- Ausgangstext:
..............................

Deception hat gesagt.:


> Hey,
> bringt aber das Problem mit sich, dass man die Tests nur in dem Paket liegen haben kann. Ist geschmackssache, aber ich finde das nicht sehr elegant, weil man eine Abhängigkeit in der Struktur hat, die nicht nötig ist... Stell dir vor du hast so ca 100 Testklassen die darauf beruhen und willst dann eine restrukturierung im Sinne von der default Maven Struktur durchführen. Da bekommst du ein großes Problem
> Beste Grüße,
> Jens


klar wenn du deine packages umbenennst muss das package der Tests ebenso umbenannt werden. Ich versteh nicht so recht was die default Maven Struktur damit zu tun hat ? der ist es egal wie die packages heissen.

Im optimal fall testet man so und so nur die oeffentlichen Schnittstellen und wenn man Testgetrieben entwickelt hat stellen sich solche Fragen gar nicht, da dort private / protected methoden erst ueber refactoring von getestetem Code enstehen.

Da dies aber der optimal fall ist, macht man so und so schon Abstriche. Tests im selben package zu haben ist meiner Ansicht nach noch der bestmoegliche, wenn man es ueber Reflection loest ist dies nicht sofort beim refactoren bemerkbar


----------



## tfa (20. Jul 2012)

bygones hat gesagt.:


> wenn man es ueber Reflection loest ist dies nicht sofort beim refactoren bemerkbar


Jedenfalls fast sofort, denn auch und gerade beim Refactoring laufen natürlich auch ständig die Unit-Tests, und die werden im Zweifelsfall halt rot.


----------

..............................

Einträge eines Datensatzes
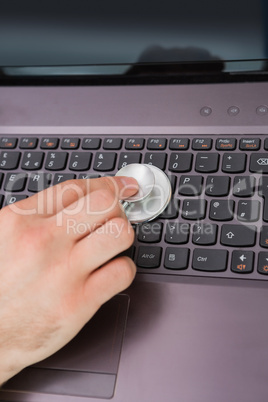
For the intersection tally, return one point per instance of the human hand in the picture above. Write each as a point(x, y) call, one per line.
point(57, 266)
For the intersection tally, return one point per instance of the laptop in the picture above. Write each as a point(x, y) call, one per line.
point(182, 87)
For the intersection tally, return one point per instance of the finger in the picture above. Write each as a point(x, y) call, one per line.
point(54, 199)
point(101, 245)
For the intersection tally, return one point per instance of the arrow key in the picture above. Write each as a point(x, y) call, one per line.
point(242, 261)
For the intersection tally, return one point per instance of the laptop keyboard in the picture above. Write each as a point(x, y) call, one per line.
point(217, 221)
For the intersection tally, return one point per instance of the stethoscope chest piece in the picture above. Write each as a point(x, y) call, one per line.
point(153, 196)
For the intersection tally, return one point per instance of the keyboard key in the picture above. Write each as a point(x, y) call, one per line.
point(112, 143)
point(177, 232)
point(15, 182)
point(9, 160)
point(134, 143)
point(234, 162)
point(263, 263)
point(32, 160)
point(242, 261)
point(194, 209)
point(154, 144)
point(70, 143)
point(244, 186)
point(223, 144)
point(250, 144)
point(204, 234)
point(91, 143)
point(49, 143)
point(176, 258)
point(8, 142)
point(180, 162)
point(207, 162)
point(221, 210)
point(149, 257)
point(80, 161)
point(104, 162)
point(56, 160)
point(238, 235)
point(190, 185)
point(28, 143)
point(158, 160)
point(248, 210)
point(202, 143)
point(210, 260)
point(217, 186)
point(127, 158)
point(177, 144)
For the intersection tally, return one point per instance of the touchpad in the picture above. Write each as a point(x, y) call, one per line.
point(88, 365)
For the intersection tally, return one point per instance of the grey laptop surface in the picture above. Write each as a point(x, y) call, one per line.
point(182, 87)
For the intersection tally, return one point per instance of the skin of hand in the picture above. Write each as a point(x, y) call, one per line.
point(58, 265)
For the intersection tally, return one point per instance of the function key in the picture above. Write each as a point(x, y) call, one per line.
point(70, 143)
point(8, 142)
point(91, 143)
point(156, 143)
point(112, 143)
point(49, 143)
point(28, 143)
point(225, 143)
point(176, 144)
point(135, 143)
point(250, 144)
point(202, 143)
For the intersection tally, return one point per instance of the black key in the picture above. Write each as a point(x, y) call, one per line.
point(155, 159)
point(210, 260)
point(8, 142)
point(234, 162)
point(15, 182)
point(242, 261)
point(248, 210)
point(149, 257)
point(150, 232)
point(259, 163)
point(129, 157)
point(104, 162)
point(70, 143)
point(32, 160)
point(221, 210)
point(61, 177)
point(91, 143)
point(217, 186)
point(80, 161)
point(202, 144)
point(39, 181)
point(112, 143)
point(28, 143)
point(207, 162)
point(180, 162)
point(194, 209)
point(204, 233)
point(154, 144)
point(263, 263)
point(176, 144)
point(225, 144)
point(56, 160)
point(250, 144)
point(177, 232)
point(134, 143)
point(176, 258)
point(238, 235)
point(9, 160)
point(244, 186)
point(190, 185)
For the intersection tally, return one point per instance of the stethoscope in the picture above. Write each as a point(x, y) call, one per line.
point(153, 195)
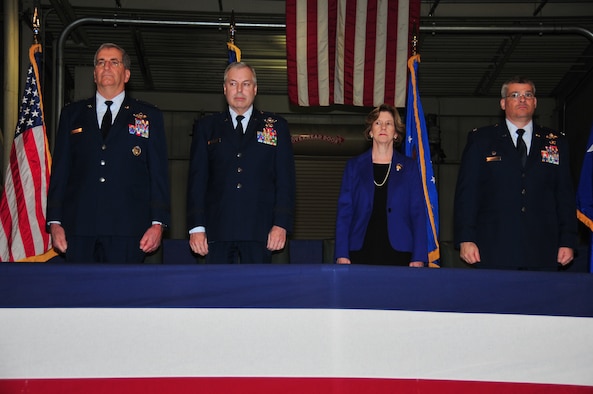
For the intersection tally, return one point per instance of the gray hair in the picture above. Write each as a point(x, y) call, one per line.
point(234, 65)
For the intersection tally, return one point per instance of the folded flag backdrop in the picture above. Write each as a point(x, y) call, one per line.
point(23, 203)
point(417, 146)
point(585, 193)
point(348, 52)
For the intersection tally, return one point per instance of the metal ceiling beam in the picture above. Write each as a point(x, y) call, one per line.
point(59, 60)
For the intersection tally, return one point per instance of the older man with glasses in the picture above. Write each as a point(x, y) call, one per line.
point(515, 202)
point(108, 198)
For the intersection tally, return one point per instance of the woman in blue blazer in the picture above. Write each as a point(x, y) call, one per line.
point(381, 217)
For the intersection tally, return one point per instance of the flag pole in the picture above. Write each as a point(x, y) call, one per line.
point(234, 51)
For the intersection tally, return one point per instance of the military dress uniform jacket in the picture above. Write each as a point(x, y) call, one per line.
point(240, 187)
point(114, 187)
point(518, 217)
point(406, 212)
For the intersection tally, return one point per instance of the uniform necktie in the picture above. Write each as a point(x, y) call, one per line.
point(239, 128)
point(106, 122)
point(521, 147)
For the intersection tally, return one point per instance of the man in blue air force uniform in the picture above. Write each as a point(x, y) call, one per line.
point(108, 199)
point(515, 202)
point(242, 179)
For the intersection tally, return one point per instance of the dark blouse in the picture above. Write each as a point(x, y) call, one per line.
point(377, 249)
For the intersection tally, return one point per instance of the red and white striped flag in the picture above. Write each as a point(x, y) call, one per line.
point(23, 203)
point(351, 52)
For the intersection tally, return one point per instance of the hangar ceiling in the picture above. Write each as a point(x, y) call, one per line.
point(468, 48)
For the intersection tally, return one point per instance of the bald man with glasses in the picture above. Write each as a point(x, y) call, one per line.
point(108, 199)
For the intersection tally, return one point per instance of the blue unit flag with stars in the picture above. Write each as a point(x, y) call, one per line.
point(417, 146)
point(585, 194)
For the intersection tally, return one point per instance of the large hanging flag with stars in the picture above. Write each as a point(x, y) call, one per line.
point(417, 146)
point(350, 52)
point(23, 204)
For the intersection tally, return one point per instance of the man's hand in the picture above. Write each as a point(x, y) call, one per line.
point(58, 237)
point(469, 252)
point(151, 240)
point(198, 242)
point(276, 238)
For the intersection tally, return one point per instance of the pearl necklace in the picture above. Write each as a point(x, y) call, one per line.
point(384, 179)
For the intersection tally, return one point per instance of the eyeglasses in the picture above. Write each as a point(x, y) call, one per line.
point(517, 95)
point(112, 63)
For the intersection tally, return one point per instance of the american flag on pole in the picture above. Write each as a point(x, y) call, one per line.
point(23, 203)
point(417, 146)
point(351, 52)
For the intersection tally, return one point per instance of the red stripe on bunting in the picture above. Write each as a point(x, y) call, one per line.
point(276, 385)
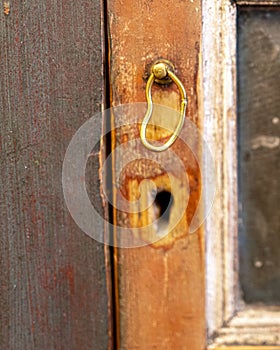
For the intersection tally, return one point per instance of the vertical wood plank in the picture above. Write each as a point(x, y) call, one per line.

..............................

- Aufgaben:
**a)** Beantworte die folgenden Fragen anhand der Forendiskussion.
(i) Wie viele Testklassen nennt Jens in seinem Beispiel für eine Umstrukturierung?
(ii) Was muss laut der Antwort auf Jens geschehen, wenn man seine Packages umbenennt?
(iii) Was geschieht laut tfa beim Refactoring im Zweifelsfall mit den Unit-Tests?
**b)** Zitiere aus der Forendiskussion den Abschnitt von „klar wenn du“ bis „(20. Jul 2012)“ ohne jede Änderung.

- Lösungen:
**a)**
(i) Er nennt ungefähr 100 Testklassen.
(ii) Das Package der Tests muss ebenso umbenannt werden.
(iii) Die Unit-Tests werden rot.

**b)**
klar wenn du deine packages umbenennst muss das package der Tests ebenso umbenannt werden. Ich versteh nicht so recht was die default Maven Struktur damit zu tun hat ? der ist es egal wie die packages heissen.

Im optimal fall testet man so und so nur die oeffentlichen Schnittstellen und wenn man Testgetrieben entwickelt hat stellen sich solche Fragen gar nicht, da dort private / protected methoden erst ueber refactoring von getestetem Code enstehen.

Da dies aber der optimal fall ist, macht man so und so schon Abstriche. Tests im selben package zu haben ist meiner Ansicht nach noch der bestmoegliche, wenn man es ueber Reflection loest ist dies nicht sofort beim refactoren bemerkbar


----------



## tfa (20. Jul 2012)